* TRECHO DO DOCUMENTO *

⟨

Críticas da oposição
A oposição, por outro lado, já o acusava de fraude. “Só para deixar claro. Na segunda-feira, apresentaremos o pedido de impeachment do presidente. "O que aconteceu é muito grave", escreveu o deputado socialista Esteban Paulón nas redes sociais. Os deputados da União pela Pátria, que respondem à ex-presidente Cristina Kirchner, aderiram mais tarde.
O bloco da centenária União Cívica Radial (UCR) exigiu uma comissão investigativa por “possível cometimento de um crime”. “Javier Milei foi eleito para defender todos os argentinos, não para favorecer os interesses inescrupulosos de um grupo de colaboradores próximos e de origens duvidosas”, destacou o deputado Pablo Juliano.
Kirchner também se juntou às críticas com uma longa postagem nas redes sociais . Sua hipótese era que Milei serviu de isca para atrair investidores desavisados. “A partir da sua conta oficial X, você promoveu uma criptomoeda privada, criada por quem sabe quem. Você inflou seu valor tirando vantagem de sua posição presidencial. Milhares confiaram em você, compraram preços altos e em questão de horas perderam milhões, enquanto alguns (aposto que são todos libertários) fizeram fortunas com informações privilegiadas. Milei… Você mesmo OPEROU COMO GANCHO EM UM GOLPE DIGITAL!” Kirchner escreveu.
Tentativa de esclarecimento
Quando a situação já estava insustentável, Milei apagou sua mensagem e tentou um esclarecimento. "Algumas horas atrás, publiquei um tweet , como fiz tantas outras vezes, apoiando uma suposta empresa privada com a qual obviamente não tenho nenhuma ligação. Eu não estava ciente dos detalhes do projeto e depois de tomar conhecimento dele decidi não continuar a divulgá-lo (por isso apaguei o tweet )”, escreveu ele na madrugada de sábado. Não houve pedido de desculpas aos afetados, mas houve ataque aos que o criticaram e o acusaram de ser um vigarista: “Aos ratos imundos da casta política que querem se aproveitar dessa situação para fazer mal, quero dizer que a cada dia eles confirmam o quão vis são os políticos, e aumentam nossa convicção de dar um chute na bunda deles.” O prestígio da palavra presidencial já estava em jogo e Milei calculou que não tinha muito a perder com o ataque.

⟩

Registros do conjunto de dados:
⟨

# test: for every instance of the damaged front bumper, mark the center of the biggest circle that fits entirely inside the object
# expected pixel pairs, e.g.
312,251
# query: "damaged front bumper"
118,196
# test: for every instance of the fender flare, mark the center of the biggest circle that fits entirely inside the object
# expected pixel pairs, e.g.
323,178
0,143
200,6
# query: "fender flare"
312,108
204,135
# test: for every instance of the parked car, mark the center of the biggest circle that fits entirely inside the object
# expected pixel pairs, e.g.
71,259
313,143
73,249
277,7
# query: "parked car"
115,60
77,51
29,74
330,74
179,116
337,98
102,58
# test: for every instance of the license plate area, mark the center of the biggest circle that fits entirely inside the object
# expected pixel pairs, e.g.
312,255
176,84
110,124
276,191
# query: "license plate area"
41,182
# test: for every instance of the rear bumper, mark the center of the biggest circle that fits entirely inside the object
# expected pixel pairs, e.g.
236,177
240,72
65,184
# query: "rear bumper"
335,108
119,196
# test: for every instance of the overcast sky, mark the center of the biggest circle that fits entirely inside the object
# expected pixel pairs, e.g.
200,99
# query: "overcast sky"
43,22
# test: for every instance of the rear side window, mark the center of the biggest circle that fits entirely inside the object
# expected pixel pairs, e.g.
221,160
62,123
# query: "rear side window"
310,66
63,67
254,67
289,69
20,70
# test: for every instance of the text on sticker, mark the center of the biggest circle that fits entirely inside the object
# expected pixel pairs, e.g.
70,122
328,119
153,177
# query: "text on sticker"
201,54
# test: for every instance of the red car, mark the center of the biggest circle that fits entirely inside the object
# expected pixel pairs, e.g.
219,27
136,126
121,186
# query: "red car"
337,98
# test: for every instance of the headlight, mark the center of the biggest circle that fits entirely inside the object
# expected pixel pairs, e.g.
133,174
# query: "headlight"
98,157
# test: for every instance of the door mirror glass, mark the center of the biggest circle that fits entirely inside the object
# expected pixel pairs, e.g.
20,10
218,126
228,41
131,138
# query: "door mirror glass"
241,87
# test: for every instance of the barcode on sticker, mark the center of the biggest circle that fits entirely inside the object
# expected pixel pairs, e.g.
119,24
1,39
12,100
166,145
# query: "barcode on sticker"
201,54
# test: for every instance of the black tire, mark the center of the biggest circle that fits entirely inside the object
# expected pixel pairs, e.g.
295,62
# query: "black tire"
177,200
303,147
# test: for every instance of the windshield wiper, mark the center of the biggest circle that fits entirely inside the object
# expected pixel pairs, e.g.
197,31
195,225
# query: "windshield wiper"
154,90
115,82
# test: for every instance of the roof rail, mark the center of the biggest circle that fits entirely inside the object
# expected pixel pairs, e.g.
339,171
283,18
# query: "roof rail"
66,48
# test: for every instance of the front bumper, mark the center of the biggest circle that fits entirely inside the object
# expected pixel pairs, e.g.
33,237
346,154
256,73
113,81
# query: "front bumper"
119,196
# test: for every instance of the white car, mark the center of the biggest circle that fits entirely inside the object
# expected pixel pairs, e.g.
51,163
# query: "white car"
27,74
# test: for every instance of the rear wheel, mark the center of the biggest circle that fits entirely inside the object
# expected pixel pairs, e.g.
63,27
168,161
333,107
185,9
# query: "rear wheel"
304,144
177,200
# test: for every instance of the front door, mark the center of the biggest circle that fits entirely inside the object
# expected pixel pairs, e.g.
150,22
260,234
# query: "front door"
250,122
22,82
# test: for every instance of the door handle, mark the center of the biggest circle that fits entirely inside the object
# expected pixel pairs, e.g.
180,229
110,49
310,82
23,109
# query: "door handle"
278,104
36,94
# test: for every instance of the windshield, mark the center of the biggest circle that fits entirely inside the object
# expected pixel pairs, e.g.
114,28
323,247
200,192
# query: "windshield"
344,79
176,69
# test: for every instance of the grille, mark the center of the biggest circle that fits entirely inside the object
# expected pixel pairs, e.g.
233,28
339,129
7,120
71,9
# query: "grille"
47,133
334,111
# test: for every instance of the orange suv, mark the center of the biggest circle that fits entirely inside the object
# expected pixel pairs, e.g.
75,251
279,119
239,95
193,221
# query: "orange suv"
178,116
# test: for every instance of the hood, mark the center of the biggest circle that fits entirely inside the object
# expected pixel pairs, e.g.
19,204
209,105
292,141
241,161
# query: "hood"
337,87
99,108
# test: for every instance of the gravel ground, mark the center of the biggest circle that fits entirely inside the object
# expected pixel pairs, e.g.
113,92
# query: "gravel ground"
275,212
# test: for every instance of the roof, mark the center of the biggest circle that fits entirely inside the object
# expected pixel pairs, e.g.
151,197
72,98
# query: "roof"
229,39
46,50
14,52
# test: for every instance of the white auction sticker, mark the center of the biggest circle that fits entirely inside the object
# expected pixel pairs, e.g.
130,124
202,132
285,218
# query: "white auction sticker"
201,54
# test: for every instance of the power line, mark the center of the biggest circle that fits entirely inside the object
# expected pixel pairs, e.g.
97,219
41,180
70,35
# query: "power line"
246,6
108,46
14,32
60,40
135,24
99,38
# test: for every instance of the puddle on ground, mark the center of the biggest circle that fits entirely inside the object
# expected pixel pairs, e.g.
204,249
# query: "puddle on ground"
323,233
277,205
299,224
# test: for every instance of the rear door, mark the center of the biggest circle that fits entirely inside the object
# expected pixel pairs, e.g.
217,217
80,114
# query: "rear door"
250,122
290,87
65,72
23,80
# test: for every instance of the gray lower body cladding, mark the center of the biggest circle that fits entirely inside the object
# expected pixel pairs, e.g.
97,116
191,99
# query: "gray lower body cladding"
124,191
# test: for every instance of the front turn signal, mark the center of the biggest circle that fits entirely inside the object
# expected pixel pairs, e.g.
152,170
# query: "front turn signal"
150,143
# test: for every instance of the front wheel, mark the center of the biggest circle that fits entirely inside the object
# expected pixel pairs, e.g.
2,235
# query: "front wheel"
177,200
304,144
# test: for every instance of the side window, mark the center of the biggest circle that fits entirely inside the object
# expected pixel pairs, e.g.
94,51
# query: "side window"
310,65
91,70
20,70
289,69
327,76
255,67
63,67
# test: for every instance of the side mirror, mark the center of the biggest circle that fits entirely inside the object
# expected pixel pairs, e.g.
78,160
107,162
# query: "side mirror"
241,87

⟩

* DESCRIÇÃO DA TAREFA *
Transcreva do texto sobre as críticas a Milei, sem mudar nenhuma palavra, o trecho que começa com as palavras "O bloco da centenária" e termina em "deputado Pablo Juliano.".

* EXERCÍCIO RESOLVIDO *
O bloco da centenária União Cívica Radial (UCR) exigiu uma comissão investigativa por “possível cometimento de um crime”. “Javier Milei foi eleito para defender todos os argentinos, não para favorecer os interesses inescrupulosos de um grupo de colaboradores próximos e de origens duvidosas”, destacou o deputado Pablo Juliano.